### Provided text
At the Fast Company Innovation Festival, Co.Design‘s editor in chief Suzanne LaBarre led a conversation with Khoi Vinh, principal designer at Adobe; Doreen Lorenzo, director of the Center for Integrated design at University of Texas-Austin; and Justin Garrett Moore, executive director of the N.Y.C. Public Design Commission, about the state of design and where it’s headed next.

[Photo: Celine Grouard]

“The biggest thing to note is design [today] is much more impactful and the consequences of designs are greater, whether it’s how we interact through social media or how we design for the sharing economy,” Vinh says. “All these things are making material impacts on the world in a way that design didn’t do 20 years ago.”While designing physical objects–like the Nike Pro Hijab, 3D-printed Adidas sneakers, Dyson hair dryer, which were among the 13 Innovation by Design Award winners and were on display during the panel–still presents a challenge, some of the most urgent, emerging issues today are ripe for the expertise of designers. Take the work of Nate Matias–a recent PhD graduate from the MIT Media Lab who received the inaugural Linda Tischler award, an annual commendation named in honor of Co.Design‘s late founder and longtime Fast Company editor. For his thesis, Matias developed an online moderation tool that helps stop the spread of fake news.

[Photo: Celine Grouard]

Designers Finally Have A Seat At The Table–Use It

The definition of design is shifting–and so too is the role of designers. “Twenty years ago the only people who cared about design were designers,” Lorenzo says. “I remember feeling like the person that wasn’t allowed in. You had to stay outside. You had to work with companies, but they wouldn’t talk about it–it was like working with a shrink. The fact that design is part of the conversation, it’s embedded in all the things we’ve talked about and it has a place is enormous. We’ve come far. It’s great strides. We’ve just gotta be sure the next wave continues to show the value it brings to society.”

[Photo: Celine Grouard]

The next frontier for design will involve areas that aren’t immediately thought of as natural territory for designers: artificial intelligence, engineering, and government.“We often talk about having a seat at a table, but it’s a seat at the kids’ table,” Vinh says. “Really a lot of the problems we talk about with the products and services we’re dealing with today—Facebook’s ad policy, Twitter’s ads, or ride sharing—we generally talk about those as engineering problems or business problems or strategy problems. That’s where the ‘grown-ups’ do the thinking. We don’t think about [the problems] enough [from the perspective of] insufficient user advocacy through design.”

Vinh believes that designers have an opportunity to step up and address issues that don’t immediately seem like design problems. “Designers are very willing to take credit for things that go right, but when things go wrong—like in the 2016 election—designers are nowhere to be found,” he says. “There’s a real level we need to break through in how we discuss design, how we think about design, how we examine design, and how we accept responsibility for what we do, good or bad.”

### Aim A
Write out the entries in the data listing from the line containing "Reviewer check: every instance of the child's" through the last line of the entries, inclusive.

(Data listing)
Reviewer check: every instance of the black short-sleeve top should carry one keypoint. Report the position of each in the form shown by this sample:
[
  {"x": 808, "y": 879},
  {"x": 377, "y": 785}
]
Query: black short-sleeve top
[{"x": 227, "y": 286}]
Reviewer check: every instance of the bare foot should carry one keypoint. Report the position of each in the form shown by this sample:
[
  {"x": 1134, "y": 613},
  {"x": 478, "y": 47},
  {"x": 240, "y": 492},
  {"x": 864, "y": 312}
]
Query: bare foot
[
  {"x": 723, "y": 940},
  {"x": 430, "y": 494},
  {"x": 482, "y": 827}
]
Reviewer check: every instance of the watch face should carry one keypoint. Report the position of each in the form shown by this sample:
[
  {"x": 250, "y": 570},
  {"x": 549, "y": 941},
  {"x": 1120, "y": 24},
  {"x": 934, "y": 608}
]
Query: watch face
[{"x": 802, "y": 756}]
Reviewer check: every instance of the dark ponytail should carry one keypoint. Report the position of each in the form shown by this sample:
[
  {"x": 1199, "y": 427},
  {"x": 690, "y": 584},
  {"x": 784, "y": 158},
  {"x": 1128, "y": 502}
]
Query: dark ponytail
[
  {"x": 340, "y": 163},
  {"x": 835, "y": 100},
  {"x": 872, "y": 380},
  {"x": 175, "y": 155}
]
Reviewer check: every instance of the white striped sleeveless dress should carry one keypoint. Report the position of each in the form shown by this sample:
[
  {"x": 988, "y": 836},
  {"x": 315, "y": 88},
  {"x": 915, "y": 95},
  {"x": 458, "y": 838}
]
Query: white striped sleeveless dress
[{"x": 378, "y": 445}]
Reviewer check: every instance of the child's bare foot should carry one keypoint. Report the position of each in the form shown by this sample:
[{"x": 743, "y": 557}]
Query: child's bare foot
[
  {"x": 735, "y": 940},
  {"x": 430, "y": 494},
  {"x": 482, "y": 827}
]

### Aim B
From the passage on the state of design, reproduce the span between "At the Fast" and "it’s headed next.", inclusive, word for word.

### Output A
Reviewer check: every instance of the child's bare foot should carry one keypoint. Report the position of each in the form shown by this sample:
[{"x": 743, "y": 557}]
Query: child's bare foot
[
  {"x": 735, "y": 940},
  {"x": 430, "y": 494},
  {"x": 482, "y": 827}
]

### Output B
At the Fast Company Innovation Festival, Co.Design‘s editor in chief Suzanne LaBarre led a conversation with Khoi Vinh, principal designer at Adobe; Doreen Lorenzo, director of the Center for Integrated design at University of Texas-Austin; and Justin Garrett Moore, executive director of the N.Y.C. Public Design Commission, about the state of design and where it’s headed next.